STATED EXERCISE 1:
Which people are named in the Carmel travel piece? List every one.
STATED EXERCISE 2:
Could you continue the Carmel travel piece from where it stops, after the line about the Sunset Cultural Centre?

There, you can only pay in cash and order any drink of your choice as long as it doesn’t involving mixing more than two ingredients. The real characters here are the bartenders, like Parker, whom locals refer to as “Legend.” For a delicious Aviation cocktail, head over to Barmel (next door to Mundaka). One of their bartenders has an uncanny resemblance to John Goodman.

Once you’re ready for bed, you can stay in any number of quaint inns like Horizon Inn & Ocean View Lodge, which offers a spacious and comfortable resting place, great views and a fireplace. They even deliver a breakfast basket to your room each morning. There are also more luxurious digs like La Playa Carmel and L’Auberge.

Rested for a new day, you’re ready to take in Carmel’s art haven, with approximately 100 galleries featuring paintings, sculptures, glass and photography (Winston Boyer’s Ocean Series at Gallery Sur is particularly worth seeing). the Carmel Art Tour (http.//carmelarttours.com) will take you inside with their 90-minute walking tour that covers the historical to the contemporary.

Or take in a show at the multimillion-dollar Sunset Cultural Centre (recent guests include David Sedaris and Michael Feinstein).

SUPPLIED MATERIAL:
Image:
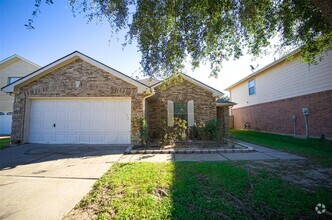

ANSWER 1:
Parker, John Goodman, Winston Boyer, David Sedaris, Michael Feinstein

ANSWER 2:
The jewel of the Monterey Peninsula, Carmel-by-the-Sea has attracted an assortment of colourful characters of some renown over the years. Those include names like Pickford, Fairbanks, Gable, Taylor, and Dali. Today, it still attracts its share of movie stars, famous scribes, politicians and business leaders who come in pursuit of a quiet reprieve and creative energy in this unassuming town that lives by an unspoken code of privacy.

But there’s no one quite as revered in Carmel as our four-legged companions. This is truly a city gone to the dogs. In a town where there is no cemetery, the only grave within city limits belongs to a dog, Pal. There’s even an annual Poodle Festival.

Everywhere you go, there are dogs. They are running free on the beach, drinking out of bowls filled with fresh water at shops, and some restaurants offer a “yappy hour” or dog menus. Several establishments even offer massages and doggy turndowns — whatever those are.

In a town where the population is under 4,000, canines quite possibly rival their human counterparts.

And that’s one of Carmel’s biggest charms.